→ **WHAT YOU HAVE TO DO**: Reproduce verbatim the final portion of the material below, from the line containing "the stone steps" through its last line, and nothing else.

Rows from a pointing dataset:
□ □ □ □ □

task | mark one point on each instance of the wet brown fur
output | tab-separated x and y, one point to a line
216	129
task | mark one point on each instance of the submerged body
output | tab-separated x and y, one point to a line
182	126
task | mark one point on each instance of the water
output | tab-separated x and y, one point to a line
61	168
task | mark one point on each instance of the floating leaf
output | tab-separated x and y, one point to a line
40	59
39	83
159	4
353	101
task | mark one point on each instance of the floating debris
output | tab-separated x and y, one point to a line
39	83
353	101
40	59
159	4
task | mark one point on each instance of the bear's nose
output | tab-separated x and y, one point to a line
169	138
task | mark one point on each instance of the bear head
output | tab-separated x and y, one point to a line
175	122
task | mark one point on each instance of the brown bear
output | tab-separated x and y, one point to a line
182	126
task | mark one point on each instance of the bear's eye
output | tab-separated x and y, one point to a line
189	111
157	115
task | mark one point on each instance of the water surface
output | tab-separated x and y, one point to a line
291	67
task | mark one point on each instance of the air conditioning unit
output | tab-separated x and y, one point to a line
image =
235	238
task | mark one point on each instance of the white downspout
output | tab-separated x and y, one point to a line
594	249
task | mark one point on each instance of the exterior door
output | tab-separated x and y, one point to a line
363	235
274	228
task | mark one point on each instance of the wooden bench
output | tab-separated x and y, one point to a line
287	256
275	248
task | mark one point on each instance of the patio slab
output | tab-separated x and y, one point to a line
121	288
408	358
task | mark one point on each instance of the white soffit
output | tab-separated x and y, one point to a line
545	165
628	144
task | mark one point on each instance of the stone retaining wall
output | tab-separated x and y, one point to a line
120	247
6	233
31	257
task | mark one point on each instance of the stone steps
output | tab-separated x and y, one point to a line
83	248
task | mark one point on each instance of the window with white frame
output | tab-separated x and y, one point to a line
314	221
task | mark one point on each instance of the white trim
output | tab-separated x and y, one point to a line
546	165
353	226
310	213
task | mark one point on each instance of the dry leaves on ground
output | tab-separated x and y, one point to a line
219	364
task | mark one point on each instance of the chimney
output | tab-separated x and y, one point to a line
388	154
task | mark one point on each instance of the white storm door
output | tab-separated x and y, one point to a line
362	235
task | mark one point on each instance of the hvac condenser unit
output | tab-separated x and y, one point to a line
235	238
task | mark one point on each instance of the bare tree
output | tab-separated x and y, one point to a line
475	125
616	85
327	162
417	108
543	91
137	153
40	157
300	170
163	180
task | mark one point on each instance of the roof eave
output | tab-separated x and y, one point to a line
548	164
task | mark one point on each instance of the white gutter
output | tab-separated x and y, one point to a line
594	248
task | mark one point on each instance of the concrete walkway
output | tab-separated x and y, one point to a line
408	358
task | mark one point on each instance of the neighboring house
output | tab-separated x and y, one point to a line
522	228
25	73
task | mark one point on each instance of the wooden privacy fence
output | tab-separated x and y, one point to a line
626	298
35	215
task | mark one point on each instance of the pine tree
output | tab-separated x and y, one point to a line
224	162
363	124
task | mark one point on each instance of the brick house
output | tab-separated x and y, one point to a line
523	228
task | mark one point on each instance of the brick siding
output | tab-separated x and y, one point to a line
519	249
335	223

□ □ □ □ □

→ **EXPECTED ANSWER**:
task | mark one point on each instance of the stone steps
output | tab-separated x and y, one point to a line
83	248
task | mark one point on each instance of the window with white frame
output | tab-separated x and y, one point to a line
314	221
task | mark one point on each instance of the white trim
output | tab-separated x and y, one point to a line
546	165
353	226
310	213
task | mark one point on each instance of the dry leaves on ground
output | tab-separated x and y, one point to a line
219	364
task | mark one point on each instance of the chimney
output | tab-separated x and y, one point to a line
388	154
task | mark one point on each instance of the white storm door
output | tab-separated x and y, one point to a line
362	235
task | mark one point on each instance of the hvac condenser unit
output | tab-separated x and y, one point to a line
235	238
task | mark one point on each instance of the bare tree
output | tab-separated x and y, one point to a line
475	125
616	85
327	162
417	108
543	91
137	153
40	157
300	170
163	180
task | mark one point on each instance of the roof eave
output | tab-separated x and y, one point to a line
548	164
task | mark one point on each instance of the white gutter
output | tab-separated x and y, one point to a line
594	248
task | mark one point on each instance of the concrete walkway
output | tab-separated x and y, one point to a line
408	358
task | mark one point on each instance of the neighboring house
output | tab-separated x and y, one point to a line
522	228
25	73
task | mark one point on each instance of the wooden privacy fence
output | tab-separated x and y, one point to a line
626	298
35	215
task | mark one point on each instance of the pine tree
output | tab-separated x and y, one point to a line
224	162
363	124
task | mark one point on each instance of the brick house
output | tab-separated x and y, one point to a line
523	228
task | mark one point on each instance of the brick siding
output | tab-separated x and y, one point to a line
519	249
335	223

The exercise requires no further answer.